[Start of Attachment]

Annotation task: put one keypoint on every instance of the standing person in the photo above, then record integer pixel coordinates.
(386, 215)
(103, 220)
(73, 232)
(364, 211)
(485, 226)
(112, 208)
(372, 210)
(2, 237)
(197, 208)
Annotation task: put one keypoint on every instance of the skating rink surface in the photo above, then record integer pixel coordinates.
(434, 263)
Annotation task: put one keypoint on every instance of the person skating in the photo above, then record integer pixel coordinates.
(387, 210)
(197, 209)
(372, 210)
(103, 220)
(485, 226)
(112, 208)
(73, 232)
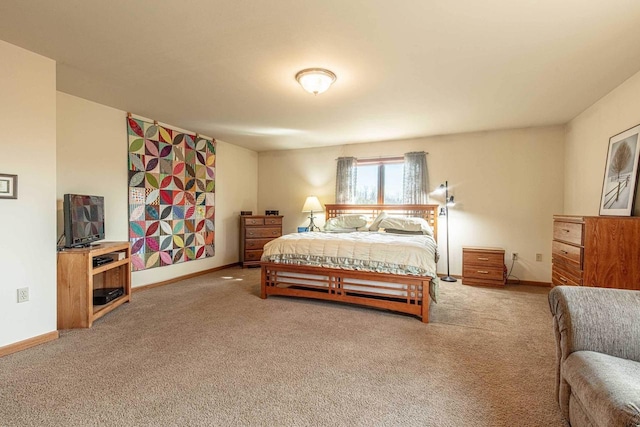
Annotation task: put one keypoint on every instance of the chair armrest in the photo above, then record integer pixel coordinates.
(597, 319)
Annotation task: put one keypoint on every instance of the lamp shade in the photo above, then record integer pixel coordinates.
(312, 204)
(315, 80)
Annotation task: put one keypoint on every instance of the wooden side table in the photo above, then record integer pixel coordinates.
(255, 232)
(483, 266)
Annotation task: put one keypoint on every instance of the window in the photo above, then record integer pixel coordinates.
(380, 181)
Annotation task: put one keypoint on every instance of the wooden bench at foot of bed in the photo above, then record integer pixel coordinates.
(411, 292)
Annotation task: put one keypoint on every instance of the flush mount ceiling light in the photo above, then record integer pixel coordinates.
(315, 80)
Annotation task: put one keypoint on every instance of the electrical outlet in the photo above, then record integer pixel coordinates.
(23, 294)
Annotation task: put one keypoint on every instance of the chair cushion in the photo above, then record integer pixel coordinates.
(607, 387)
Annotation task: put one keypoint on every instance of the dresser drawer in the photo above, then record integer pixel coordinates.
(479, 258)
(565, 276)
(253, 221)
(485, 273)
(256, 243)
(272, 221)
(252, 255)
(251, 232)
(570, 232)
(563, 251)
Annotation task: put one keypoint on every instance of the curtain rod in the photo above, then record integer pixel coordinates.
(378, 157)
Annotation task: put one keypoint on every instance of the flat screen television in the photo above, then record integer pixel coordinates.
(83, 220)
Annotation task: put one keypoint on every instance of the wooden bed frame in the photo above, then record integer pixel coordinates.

[End of Attachment]

Once you reach the line that contains "of the window", transcribe it and all remaining lines of the listing exactly; skip everything before it.

Annotation task: put one keypoint on every instance of the window in the photo above, then record integer pixel coordinates.
(380, 181)
Annotation task: put one keypoint on every instance of the wooden bench at foot of bed in the photo above, then record integer pixel coordinates.
(411, 292)
Annotation task: put one keypoint on every instance of the flush mount ceiling light in the photo above, then record integer pixel coordinates.
(315, 80)
Annotation task: put one keypoint on every instance of the electrical outlet in the photo above, then record integer pixel coordinates.
(23, 294)
Annotation task: put one keypoint on every instance of the chair cushion in the photo above, then record integer pixel coordinates.
(607, 387)
Annotation task: put one keypoint on every instance of the dresser drawer in the photo above, then record integer pixel coordinates.
(479, 258)
(565, 276)
(253, 221)
(485, 273)
(256, 243)
(272, 221)
(252, 255)
(251, 232)
(570, 232)
(563, 251)
Annotation task: put one keypoint on every instance of the curtain rod in the photo above, then record integer pixel coordinates.
(378, 157)
Annotation task: put one keypoint on every instance of the flat screen television in the photo above, then record integer pixel coordinates.
(83, 220)
Annotation task: put one keypoint on every instance of the wooden bed frame in the photo above, then record integer pixel coordinates.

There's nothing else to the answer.